START Data to process

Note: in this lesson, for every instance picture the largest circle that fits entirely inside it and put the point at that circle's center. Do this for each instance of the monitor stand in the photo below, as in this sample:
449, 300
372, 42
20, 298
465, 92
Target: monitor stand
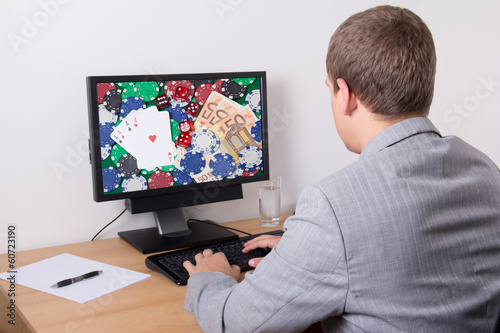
173, 232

END Data to process

Exercise objective - Once the pictures are dropped, repeat the data above exactly.

Response for this exercise -
Note: in this lesson, for every instance picture the largest circle that fits entirely inside it and put the point at that circle's center. Do this for each instance of the monitor stand in the photo below, as in this sample:
449, 300
372, 42
20, 298
465, 92
Target: monitor stand
173, 232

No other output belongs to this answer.